▶ [Page extract]:
┏━━

Toyota sees 80% profit drop as virus wipes $14 billion off car sales

Messages
2,971
Reactions
3,590
TOKYO (Reuters) - Toyota Motor Corp (7203.T) said on Tuesday it expects profit to drop by 80% to its lowest in nine years, as Japan’s biggest automaker grapples with the impact of the novel coronavirus which has sapped global demand for vehicles.

The expected damage to Toyota’s bottom line highlights how carmakers will struggle to recover from the virus in the coming months as they gradually restart factories after curbs on public movement prevented workers in many countries from commuting.

The industry expects limited output due to fractured supply chains and social distancing measures at plants, along with weak demand as job losses and concern about an economic downturn weigh on consumer spending on major purchases like cars.

Toyota, one of the world’s most profitable automakers, expects to take a whopping 1.5 trillion yen ($13.95 billion) hit from a fall in global vehicle sales this year due largely to the virus, yet it still expects to eke out an operating profit of 500 billion yen in the year to March.

┗━━

▶ [Assigned task 1]:
Reproduce the passage of the Toyota profit article starting with "The expected damage" and going on through "purchases like cars.".
▶ [Assigned task 2]:
Carry on writing the Toyota profit article from the point where it stops.

Stored data:

┏━━

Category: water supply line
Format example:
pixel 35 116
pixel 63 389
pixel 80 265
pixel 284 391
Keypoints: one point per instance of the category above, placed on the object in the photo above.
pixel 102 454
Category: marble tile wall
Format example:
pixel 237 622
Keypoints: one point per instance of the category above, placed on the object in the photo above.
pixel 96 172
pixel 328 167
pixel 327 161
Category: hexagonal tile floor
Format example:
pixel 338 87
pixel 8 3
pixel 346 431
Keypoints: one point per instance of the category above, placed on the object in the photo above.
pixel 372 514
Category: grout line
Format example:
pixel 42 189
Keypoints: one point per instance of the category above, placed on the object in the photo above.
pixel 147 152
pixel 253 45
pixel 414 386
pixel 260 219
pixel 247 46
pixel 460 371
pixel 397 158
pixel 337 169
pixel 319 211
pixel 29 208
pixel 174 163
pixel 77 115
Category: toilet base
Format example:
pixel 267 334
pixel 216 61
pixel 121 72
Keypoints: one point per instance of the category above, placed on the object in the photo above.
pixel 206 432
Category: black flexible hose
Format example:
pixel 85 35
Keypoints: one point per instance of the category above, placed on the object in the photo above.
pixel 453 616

┗━━

▶ [Answer box 1]:
The expected damage to Toyota’s bottom line highlights how carmakers will struggle to recover from the virus in the coming months as they gradually restart factories after curbs on public movement prevented workers in many countries from commuting.

The industry expects limited output due to fractured supply chains and social distancing measures at plants, along with weak demand as job losses and concern about an economic downturn weigh on consumer spending on major purchases like cars.

▶ [Answer box 2]:
“The coronavirus has dealt us a bigger shock than the 2008 global financial crisis,” Toyota President Akio Toyoda said at a livestreamed media briefing.

“We anticipate a big drop in sales volumes, but despite that we are expecting to remain in the black. We hope to become a leader of the country’s economic recovery.”

Toyota sees its operating profit in free fall from 2.44 trillion yen in the year just ended, to its weakest profit since the 2011/12 financial year.

The automaker forecast global sales of 8.9 million vehicles - a nine-year low - versus 10.46 million in the year just ended. It expects sales to recover to 2019 levels next year.

Toyota’s outlook came as rivals including Honda Motor Co Ltd (7267.T) and General Motors (GM.N) have refrained from issuing forecasts, citing uncertainty about the coronavirus.

On Tuesday, Honda posted its weakest annual profit in four years, after a 28% drop in fourth-quarter vehicle sales plunged the automaker into an operating loss of 5.2 billion yen, its first quarterly loss since the March 2016 quarter.

Japanese automakers are bracing for a year of falling car sales as economists anticipate a slow and patchy recovery from the pandemic.

As a result, some analysts see a cut in annual global vehicle sales by around a third, compared with an 11% fall in 2009/10 after the global financial crisis.

Toyota expects sales to remain weak through December, before returning to 2019 levels sometime next year.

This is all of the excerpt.